::: Records shown :::
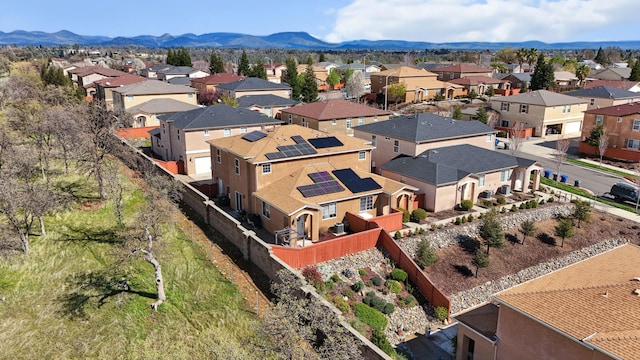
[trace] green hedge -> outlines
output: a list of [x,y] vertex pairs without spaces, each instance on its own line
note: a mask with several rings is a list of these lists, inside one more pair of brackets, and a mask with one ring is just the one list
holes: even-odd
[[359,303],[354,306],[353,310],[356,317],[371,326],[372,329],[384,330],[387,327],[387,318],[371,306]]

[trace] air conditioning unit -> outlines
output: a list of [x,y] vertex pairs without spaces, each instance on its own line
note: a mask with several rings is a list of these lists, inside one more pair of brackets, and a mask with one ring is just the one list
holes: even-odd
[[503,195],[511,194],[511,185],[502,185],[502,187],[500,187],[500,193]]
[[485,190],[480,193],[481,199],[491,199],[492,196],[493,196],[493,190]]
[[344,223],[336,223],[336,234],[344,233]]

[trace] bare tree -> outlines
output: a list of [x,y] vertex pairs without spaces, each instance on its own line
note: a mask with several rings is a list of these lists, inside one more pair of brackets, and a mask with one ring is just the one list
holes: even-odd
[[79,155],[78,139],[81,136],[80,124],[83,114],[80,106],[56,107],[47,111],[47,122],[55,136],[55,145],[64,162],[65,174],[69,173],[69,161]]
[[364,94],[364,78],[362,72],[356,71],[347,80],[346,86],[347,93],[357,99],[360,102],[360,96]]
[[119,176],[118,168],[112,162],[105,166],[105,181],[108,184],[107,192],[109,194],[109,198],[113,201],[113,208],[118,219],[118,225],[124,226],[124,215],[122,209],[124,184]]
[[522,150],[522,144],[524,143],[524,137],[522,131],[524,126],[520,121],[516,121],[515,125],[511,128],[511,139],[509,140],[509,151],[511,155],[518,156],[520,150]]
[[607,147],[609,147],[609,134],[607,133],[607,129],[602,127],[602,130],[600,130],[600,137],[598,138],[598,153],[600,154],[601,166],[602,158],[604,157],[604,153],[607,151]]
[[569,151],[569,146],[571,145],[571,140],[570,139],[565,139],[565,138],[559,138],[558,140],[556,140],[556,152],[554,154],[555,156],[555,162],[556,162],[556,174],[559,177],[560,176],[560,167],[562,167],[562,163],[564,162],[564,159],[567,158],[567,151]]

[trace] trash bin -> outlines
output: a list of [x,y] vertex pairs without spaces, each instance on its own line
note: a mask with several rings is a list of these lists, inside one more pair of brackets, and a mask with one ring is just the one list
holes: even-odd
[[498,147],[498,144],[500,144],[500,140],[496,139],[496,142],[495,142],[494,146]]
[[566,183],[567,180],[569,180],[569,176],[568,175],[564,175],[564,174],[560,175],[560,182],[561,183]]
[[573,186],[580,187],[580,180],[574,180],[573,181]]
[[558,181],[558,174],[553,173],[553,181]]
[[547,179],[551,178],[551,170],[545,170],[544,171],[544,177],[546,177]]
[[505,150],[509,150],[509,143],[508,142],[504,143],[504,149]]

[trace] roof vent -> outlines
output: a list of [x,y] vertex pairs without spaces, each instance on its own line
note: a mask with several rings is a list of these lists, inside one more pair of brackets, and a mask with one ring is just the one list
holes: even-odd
:::
::: Records shown :::
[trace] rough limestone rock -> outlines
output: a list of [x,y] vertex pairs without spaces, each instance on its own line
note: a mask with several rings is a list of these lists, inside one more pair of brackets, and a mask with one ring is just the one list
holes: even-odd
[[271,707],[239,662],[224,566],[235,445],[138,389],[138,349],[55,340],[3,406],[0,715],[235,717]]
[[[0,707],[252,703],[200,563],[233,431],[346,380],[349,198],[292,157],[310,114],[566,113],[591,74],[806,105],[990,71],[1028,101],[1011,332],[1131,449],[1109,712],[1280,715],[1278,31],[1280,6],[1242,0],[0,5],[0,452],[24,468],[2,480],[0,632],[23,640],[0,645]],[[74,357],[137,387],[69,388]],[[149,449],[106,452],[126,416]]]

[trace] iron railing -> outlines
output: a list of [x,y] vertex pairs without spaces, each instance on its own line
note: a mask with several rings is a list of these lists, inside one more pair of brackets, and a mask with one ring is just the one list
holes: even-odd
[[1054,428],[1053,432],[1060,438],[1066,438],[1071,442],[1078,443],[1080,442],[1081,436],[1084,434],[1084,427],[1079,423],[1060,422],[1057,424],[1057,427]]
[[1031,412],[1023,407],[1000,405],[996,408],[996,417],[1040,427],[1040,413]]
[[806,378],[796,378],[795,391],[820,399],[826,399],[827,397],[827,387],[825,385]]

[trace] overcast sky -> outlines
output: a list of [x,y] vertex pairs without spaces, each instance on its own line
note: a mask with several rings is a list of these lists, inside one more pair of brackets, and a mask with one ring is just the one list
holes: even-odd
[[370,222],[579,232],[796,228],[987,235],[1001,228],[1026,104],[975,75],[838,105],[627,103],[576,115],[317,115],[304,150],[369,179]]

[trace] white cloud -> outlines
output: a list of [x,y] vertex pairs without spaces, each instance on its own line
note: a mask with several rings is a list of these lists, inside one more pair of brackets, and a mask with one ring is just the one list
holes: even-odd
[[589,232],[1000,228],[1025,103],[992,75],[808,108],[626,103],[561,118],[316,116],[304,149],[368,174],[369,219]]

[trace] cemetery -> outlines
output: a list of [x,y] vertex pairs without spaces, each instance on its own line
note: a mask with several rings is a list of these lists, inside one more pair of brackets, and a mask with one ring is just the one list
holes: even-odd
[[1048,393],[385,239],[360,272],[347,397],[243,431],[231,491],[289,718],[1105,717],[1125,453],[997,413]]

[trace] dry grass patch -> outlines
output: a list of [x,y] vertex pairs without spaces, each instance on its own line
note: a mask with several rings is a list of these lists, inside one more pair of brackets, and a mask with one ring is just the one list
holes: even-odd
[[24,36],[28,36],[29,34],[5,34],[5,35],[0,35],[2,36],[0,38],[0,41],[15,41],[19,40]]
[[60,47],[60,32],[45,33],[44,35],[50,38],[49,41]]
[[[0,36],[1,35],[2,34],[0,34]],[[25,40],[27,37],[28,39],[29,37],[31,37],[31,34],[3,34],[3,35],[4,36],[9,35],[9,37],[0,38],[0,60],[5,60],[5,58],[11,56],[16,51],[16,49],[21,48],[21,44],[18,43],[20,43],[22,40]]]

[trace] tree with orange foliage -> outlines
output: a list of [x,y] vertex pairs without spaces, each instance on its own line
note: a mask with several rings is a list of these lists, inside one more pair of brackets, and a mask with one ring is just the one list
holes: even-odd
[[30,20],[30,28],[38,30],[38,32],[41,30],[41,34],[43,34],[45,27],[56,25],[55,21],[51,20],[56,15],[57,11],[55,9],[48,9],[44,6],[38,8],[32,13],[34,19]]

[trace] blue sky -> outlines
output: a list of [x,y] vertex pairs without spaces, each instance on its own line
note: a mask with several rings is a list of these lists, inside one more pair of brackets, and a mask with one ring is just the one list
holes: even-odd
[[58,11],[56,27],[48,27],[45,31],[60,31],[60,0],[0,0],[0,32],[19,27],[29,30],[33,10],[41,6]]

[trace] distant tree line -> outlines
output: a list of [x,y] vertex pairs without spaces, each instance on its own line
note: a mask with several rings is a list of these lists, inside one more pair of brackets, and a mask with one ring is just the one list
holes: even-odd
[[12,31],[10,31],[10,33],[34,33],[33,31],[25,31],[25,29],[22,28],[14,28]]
:::
State, as a bare number, how many lines of the listing hold the word "tree".

Response:
3